MotoGP Portugal: Oliveira takes flawless home win, Ducati constructors' champions

Miguel Oliveira produced a fairy tale end to his 2020 MotoGP season with a dominant Portuguese Grand Prix victory as world champion Joan Mir retired after a disastrous race

MotoGP Portugal: Oliveira takes flawless home win, Ducati constructors' champions

Tech3 rider Oliveira had never led a lap in MotoGP until dominating all 25 at the Algarve Circuit on Sunday to sign off his career with the French outfit with his second victory ahead of his factory KTM debut in 2021.

A podium for Pramac's Jack Miller secured Ducati its first constructors' championship since 2007, capitalising on a miserable day for Suzuki.

Oliveira grabbed the holeshot from pole position ahead of Franco Morbidelli and Miller, while world champion Mir was involved in a collision with Francesco Bagnaia.

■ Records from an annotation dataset
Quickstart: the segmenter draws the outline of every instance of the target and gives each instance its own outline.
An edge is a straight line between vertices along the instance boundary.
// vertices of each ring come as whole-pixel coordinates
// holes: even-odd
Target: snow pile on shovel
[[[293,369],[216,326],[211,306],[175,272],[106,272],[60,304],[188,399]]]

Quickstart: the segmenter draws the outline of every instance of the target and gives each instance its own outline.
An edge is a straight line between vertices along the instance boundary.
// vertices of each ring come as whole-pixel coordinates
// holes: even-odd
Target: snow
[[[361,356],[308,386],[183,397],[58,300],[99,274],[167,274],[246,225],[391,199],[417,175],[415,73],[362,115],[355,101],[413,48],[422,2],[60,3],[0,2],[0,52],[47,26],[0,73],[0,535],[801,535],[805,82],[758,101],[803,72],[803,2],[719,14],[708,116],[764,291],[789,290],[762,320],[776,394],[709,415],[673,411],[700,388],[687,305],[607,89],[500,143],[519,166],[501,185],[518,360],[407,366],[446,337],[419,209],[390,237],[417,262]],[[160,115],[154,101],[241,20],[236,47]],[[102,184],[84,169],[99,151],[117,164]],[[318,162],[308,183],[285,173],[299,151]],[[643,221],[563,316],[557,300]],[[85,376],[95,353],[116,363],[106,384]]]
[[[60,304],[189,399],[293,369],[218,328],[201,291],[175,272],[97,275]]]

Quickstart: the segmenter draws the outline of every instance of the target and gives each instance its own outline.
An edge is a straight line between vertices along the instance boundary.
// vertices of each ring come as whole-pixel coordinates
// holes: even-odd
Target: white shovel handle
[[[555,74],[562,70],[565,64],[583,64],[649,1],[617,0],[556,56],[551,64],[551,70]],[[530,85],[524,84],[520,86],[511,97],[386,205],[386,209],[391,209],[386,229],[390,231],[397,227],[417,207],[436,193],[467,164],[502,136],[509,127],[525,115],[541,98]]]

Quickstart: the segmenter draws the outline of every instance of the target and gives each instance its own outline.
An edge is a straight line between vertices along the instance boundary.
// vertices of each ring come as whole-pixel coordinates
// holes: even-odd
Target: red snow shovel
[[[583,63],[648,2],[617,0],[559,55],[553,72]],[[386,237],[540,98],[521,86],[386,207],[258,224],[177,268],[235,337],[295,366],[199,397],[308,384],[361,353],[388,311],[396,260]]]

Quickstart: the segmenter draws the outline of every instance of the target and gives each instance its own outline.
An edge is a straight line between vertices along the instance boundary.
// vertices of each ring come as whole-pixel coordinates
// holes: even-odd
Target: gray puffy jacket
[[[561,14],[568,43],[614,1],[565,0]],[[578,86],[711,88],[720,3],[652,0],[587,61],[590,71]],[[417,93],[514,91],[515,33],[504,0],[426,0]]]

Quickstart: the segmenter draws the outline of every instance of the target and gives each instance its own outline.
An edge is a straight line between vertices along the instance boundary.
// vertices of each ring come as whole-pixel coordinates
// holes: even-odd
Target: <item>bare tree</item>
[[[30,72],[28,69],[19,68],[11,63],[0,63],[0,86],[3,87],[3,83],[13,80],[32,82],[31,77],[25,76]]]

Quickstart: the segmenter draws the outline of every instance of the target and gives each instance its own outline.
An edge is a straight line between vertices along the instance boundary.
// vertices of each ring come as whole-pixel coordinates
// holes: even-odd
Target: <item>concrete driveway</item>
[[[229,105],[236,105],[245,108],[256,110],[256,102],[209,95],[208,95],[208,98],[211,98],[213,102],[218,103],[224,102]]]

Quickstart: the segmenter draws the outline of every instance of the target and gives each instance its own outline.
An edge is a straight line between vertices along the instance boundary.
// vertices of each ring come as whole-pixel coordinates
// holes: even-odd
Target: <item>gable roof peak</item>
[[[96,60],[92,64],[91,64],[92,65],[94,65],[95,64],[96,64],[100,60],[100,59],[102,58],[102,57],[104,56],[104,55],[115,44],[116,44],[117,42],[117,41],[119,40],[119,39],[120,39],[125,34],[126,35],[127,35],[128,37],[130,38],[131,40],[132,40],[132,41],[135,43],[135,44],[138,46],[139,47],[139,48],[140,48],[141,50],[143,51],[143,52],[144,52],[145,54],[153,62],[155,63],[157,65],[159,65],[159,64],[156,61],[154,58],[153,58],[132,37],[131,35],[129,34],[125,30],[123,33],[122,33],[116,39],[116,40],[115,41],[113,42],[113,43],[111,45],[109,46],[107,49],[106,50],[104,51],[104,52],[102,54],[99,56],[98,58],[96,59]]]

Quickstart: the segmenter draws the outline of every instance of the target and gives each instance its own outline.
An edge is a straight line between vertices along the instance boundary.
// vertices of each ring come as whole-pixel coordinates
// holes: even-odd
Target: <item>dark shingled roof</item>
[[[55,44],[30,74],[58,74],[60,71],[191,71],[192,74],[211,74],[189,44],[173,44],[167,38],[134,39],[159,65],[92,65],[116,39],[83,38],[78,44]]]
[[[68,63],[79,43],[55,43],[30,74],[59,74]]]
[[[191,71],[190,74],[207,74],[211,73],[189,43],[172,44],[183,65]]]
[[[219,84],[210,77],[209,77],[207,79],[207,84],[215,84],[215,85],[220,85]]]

■ Requirements
[1] Return the part of the race report from "Oliveira grabbed the" to "with Francesco Bagnaia." word for word.
[2] According to the race report, how did Ducati secure the constructors' championship?

■ Exercise responses
[1]
Oliveira grabbed the holeshot from pole position ahead of Franco Morbidelli and Miller, while world champion Mir was involved in a collision with Francesco Bagnaia.

[2] Jack Miller's podium for Pramac secured Ducati the title, its first constructors' championship since 2007. Ducati capitalized on a miserable day for Suzuki.